Dionysiaque - Diogonos
Chronique CD album (47:30)
- Style
Heavy Metal du Mont Méros - Label(s)
I, Voidhanger - Date de sortie
15 mars 2024 - écouter via bandcamp
Il ne m'est pas facile d'écrire sur les œuvres des copains. Je le fais parfois, je l'ai fait et le ferai peut-être encore. Mais je ne le fais pas assez. Car si c'est au minimum digne d'intérêt, il n'y a aucune raison que je n'en parle pas, après tout.
Et puis, ici, comme je ne les connais pas tous, les Dionysiaques, peut-être ça va me faciliter la tâche...
En tous cas, je vais chroniquer de façon non linéaire une musique étonnante qui ne l'est pas plus. Nous l'allons montrer tout à l'heure en laissant tomber cette pédanterie de ton qui m'est arrivée là sans prévenir et sans raison.
Donc, déjà : ce n'est pas du Doom, putain. C'est bien plus riche que cela !
Dites Doom et tout le monde va prendre ça pour un truc lent et chiant, alors que non, pas du tout ! C'est pas très lent, parfois rapide, et c'est pas chiant du tout.
Même si, perso, j'aime aussi beaucoup le lent et chiant, ça dépend comment c'est fait.
Regardez-moi ça comment qu'ça commence, on se ballade tranquillement en présentation ''By The Styx'', un mi-tempo Metal posé qui s'arrête pour...
Nom de 'Tieu ! C'est quoi cette voix qui déclââââme ! Avec un accent français à couper au couteau !
Vous voilà prévenus, mais prévenus de quoi ?! Vous qui entrez là, ne perdez pas tout espoir, vous ne faites que commencer un voyage riche d'aventures, une foutue odyssée !
+===+
Consignes.
1) Répondez à ces questions sur la chronique :
(a) Quel label publie l'album ?
(b) Quelle est sa date de sortie ?
(c) Quelle durée est indiquée pour l'album ?
2) Relevez toutes les mentions précédées d'un tiret dans l'en-tête de la chronique.
3) Recopiez la chronique depuis « Dites Doom et » jusqu'à « comment c'est fait. ».
Répondez en vous appuyant uniquement sur la chronique.
+===+
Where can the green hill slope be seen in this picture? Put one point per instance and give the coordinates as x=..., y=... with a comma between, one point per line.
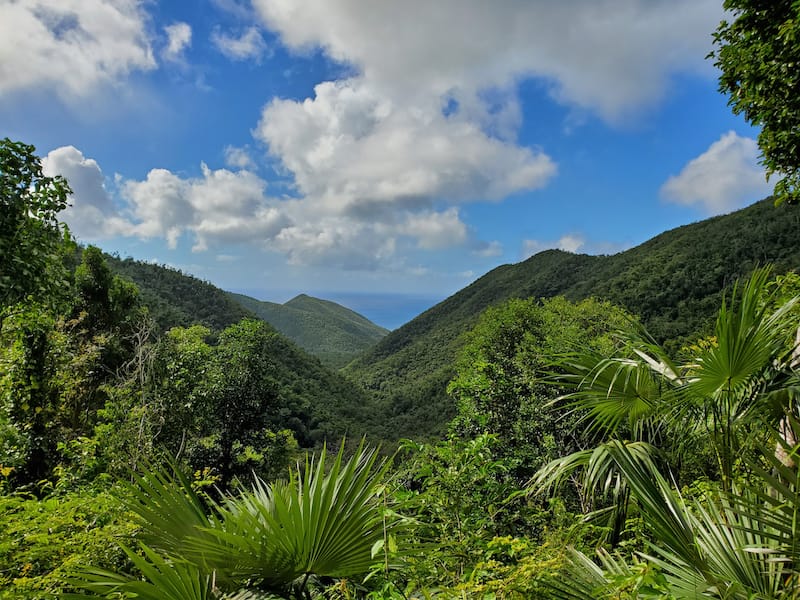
x=332, y=405
x=673, y=282
x=178, y=299
x=331, y=332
+===+
Corrigé détaillé.
1)
(a) I, Voidhanger
(b) Le 15 mars 2024
(c) 47:30

2)
Style
Label(s)
Date de sortie
écouter via bandcamp

3)
Dites Doom et tout le monde va prendre ça pour un truc lent et chiant, alors que non, pas du tout ! C'est pas très lent, parfois rapide, et c'est pas chiant du tout.
Même si, perso, j'aime aussi beaucoup le lent et chiant, ça dépend comment c'est fait.